PASSAGE |
+ + +

# Boots



## Mo Mo (Sep 16, 2016)

I am in need of a new pair of hunting boots for winter. I have a pair that I can still use for fall and early spring, but I need a pair for when it's cold. They will be used in the high country as well on the plains in snow and winter conditions. I am not so worried about camo on hunting boots. I am more worried about functionality and comfort. So far I have been looking at two choices. Both have their good and bad points and both of course have the one guy that wrote a review because he destroyed his boots, but blames it on the company that made the boots.

#1 - LL Bean Snow Boots, waterproof, rated to -45, lifetime warranty, ok tread

#2 - Sorel Conquest boots, water proof, rated to -40, 1 year warranty, good tread/ better traction

If anyone has any others I should look at, please let me know.


----------



## dwtrees (Mar 5, 2012)

I bought a pair of Kenetrek boots that are not insulated for nice weather use and found out they are the best boot I have ever had. I have had Red Wings, Rockys, Danners Irish Setters, and a few others. To date I would have to say the Kenetrek boots are the most comfortable to walk in over rough ground. They have a fiberglass piece in the bottom that makes them very rigid so it takes a lot to break them in but they are worth every cent they cost. They are very expensive boots though. If you have the money, I would highly recommend you look at them.


----------



## hassell (Feb 9, 2010)

Baffin boots, best liner out there, though I don't like how they have changed the composition of there sole material but all companies have gone off shore and done it.


----------



## Ruger (Jan 22, 2011)

I agree Hassel, I like my Baffin's, I don't where them a whole lot except when I really need them. But my feet have never been cold and they are comfortable.


----------



## hassell (Feb 9, 2010)

Don't have to wear socks with them.


----------



## knapper (Feb 5, 2010)

If you have a boot but need new liners I pick Wiggys, they are made in Colorado. You can put them in about anything with liners that are removable and they work the best of anything I have used. I went to Nicks boots and have been wearing them ever scince.

+ + +

[Entries drawn from a collection]
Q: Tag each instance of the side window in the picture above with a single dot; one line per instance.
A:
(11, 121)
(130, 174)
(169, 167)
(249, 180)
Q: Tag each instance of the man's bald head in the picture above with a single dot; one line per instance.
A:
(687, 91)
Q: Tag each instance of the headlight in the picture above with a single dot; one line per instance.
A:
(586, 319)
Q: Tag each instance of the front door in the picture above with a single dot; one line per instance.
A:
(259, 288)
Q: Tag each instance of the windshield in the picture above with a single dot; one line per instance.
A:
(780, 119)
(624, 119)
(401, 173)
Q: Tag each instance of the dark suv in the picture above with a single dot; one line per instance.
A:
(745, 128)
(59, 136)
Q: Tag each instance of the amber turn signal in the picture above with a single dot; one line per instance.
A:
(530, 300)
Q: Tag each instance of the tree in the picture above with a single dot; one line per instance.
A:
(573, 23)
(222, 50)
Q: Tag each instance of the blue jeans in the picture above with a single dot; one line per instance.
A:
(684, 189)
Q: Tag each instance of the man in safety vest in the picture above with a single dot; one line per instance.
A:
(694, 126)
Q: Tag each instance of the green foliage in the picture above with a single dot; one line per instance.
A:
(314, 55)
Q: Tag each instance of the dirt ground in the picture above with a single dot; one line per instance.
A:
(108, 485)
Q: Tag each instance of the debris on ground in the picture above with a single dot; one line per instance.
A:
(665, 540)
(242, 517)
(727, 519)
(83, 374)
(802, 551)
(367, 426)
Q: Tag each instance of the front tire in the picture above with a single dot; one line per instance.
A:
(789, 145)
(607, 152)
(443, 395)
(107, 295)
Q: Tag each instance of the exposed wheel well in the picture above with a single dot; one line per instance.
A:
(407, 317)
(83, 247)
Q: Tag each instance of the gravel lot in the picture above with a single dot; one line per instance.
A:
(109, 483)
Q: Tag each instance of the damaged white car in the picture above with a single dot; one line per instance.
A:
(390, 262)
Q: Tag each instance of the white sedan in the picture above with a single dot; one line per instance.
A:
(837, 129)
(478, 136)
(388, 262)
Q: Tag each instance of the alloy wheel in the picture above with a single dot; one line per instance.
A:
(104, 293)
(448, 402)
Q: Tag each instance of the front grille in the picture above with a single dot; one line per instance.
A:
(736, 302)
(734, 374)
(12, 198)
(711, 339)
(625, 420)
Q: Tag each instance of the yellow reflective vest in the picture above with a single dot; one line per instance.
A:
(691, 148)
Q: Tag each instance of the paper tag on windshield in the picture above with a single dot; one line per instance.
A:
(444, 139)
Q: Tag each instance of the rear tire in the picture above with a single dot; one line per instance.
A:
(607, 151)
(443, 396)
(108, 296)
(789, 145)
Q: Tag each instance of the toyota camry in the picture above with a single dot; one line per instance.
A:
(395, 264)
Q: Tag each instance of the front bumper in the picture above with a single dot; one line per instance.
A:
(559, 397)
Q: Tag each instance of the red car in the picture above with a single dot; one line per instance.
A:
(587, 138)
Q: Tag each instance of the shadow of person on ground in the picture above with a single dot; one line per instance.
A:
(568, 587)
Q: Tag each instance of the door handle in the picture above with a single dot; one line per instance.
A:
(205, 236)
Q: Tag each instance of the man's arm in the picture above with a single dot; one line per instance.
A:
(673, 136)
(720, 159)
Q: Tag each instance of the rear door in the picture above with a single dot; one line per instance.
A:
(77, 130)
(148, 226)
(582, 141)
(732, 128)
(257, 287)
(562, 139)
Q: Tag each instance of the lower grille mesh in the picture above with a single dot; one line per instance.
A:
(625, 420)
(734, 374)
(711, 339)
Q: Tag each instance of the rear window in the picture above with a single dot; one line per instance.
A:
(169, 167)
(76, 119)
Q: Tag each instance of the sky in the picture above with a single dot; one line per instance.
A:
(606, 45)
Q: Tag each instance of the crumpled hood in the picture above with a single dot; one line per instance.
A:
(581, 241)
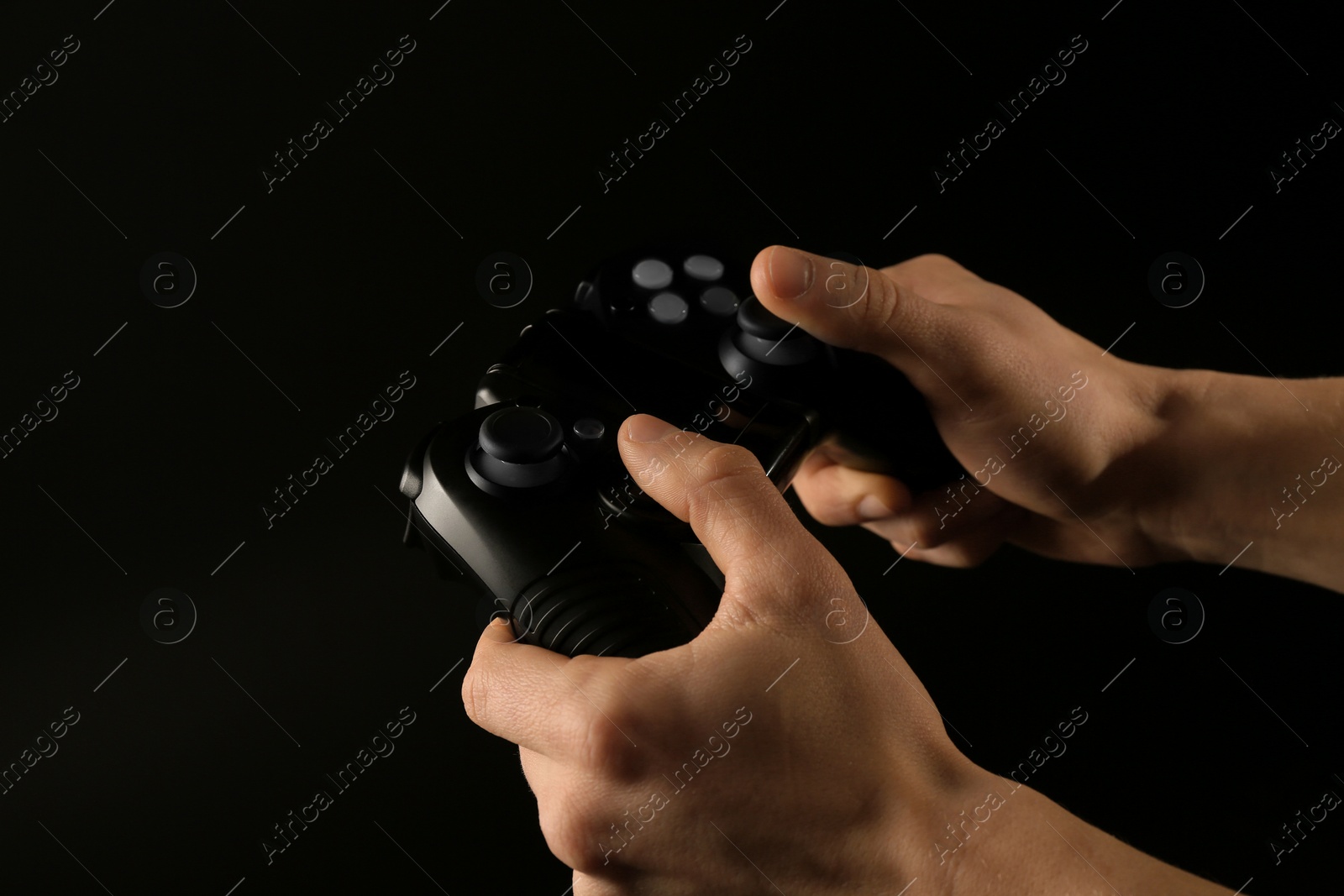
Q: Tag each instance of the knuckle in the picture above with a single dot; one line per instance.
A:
(884, 305)
(571, 833)
(927, 532)
(721, 464)
(936, 259)
(601, 728)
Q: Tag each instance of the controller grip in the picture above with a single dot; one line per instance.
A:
(605, 610)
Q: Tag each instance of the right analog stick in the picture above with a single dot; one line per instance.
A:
(772, 340)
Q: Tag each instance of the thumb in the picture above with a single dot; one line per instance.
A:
(773, 569)
(860, 308)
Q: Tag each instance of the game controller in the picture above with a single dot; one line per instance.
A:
(528, 497)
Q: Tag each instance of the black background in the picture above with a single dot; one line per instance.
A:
(347, 273)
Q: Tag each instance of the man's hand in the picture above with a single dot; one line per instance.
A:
(1073, 453)
(786, 748)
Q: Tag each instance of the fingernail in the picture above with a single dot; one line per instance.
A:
(647, 429)
(790, 273)
(871, 508)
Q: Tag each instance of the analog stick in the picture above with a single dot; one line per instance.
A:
(519, 448)
(770, 340)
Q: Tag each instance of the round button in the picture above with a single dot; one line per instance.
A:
(719, 300)
(757, 320)
(589, 429)
(652, 275)
(703, 268)
(521, 436)
(669, 308)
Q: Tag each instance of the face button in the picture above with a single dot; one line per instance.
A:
(703, 268)
(652, 275)
(719, 301)
(669, 308)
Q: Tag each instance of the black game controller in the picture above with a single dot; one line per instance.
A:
(528, 496)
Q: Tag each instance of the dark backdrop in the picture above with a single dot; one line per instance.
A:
(316, 291)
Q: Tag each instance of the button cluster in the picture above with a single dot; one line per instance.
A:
(671, 307)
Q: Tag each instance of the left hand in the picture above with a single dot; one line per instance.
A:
(780, 750)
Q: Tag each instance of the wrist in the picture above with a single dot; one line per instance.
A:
(1231, 464)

+ + +

OBJECTIVE 1 | In the boots thread, what warranty comes with the LL Bean Snow Boots?
OBJECTIVE 2 | Reproduce the boots thread word for word, everything from "Baffin boots, best" down to "they are comfortable.".
OBJECTIVE 3 | Carry the boots thread on from the point where it stops.
Nothing in the listing is needed.

EXPECTED ANSWER 1 | A lifetime warranty.

EXPECTED ANSWER 2 |
Baffin boots, best liner out there, though I don't like how they have changed the composition of there sole material but all companies have gone off shore and done it.


----------



## Ruger (Jan 22, 2011)

I agree Hassel, I like my Baffin's, I don't where them a whole lot except when I really need them. But my feet have never been cold and they are comfortable.

EXPECTED ANSWER 3 |
----------



## hassell (Feb 9, 2010)

knapper said:


> If you have a boot but need new liners I pick Wiggys, they are made in Colorado. You can put them in about anything with liners that are removable and they work the best of anything I have used. I went to Nicks boots and have been wearing them ever scince.


 I went to there site and they have liners that went over the boot, do you have better info on them ?


----------



## glenway (Mar 27, 2011)

The key for me has been to get boots large enough so that you can put on 2 pairs of *good* wool socks for extreme cold protection. Some good choices already mentioned.


----------



## hassell (Feb 9, 2010)

glenway said:


> The key for me has been to get boots large enough so that you can put on 2 pairs of *good* wool socks for extreme cold protection. Some good choices already mentioned.


 Been down that road a few times, I've still have some socks still in pkg. that are 90% wool that I don't need since I started using the baffin boots.


----------



## knapper (Feb 5, 2010)

hassell said:


> I went to there site and they have liners that went over the boot, do you have better info on them ?


Wiggys have the over boot and I have a set I use in the deer stand when I hunt in Ohio and they work pretty good but are not made for walking very far, mainl;y for when you get some where and want something while you are inactive.


----------



## hassell (Feb 9, 2010)

knapper said:


> Wiggys have the over boot and I have a set I use in the deer stand when I hunt in Ohio and they work pretty good but are not made for walking very far, mainl;y for when you get some where and want something while you are inactive.


That's what I thought.


----------



## glenway (Mar 27, 2011)

I have a friend who loves his snow machine and he says Baffin boots are the best, too.


----------



## prairiewolf (Feb 19, 2012)

I guess I am like Don and dont care to be out in the cold for a long period anymore. My way to keep warm feet is a Dewars and a warm fire, lol


----------



## fr3db3ar (Aug 6, 2011)

I have a pair of Rocky's that I wear. One size over and merino wool socks. I like to hit the outdoors when you step outside and your nostrils freeze shut. Then I know the coyotes are hungry.

Sent from my SM-T817V using Tapatalk


----------



## Fishshoot (Feb 22, 2013)

Columbia makes some pretty good affordable boots that are often available at sierra trading post at heavy discounts. I tried on a pair of kennetreks that a friend had, truely amazing boots but can't spend $500 on boots right now. I make due with some columbia boots in the really cold and some Lowa boots when not so cold, both bought at Sierra trading post


----------



## pokeyjeeper (Sep 5, 2013)

mickey boots for me when its cold


----------



## glenway (Mar 27, 2011)

Just wondering if anyone on PT has used these ThermaCELL heated insoles that are remotely controlled temperature adjustable.

The link: http://thinkingafield.org/2016/12/thermacell-proflex-heated-insoles-bluetooth-control.html


----------



## hassell (Feb 9, 2010)

glenway said:


> Just wondering if anyone on PT has used these ThermaCELL heated insoles that are remotely controlled temperature adjustable.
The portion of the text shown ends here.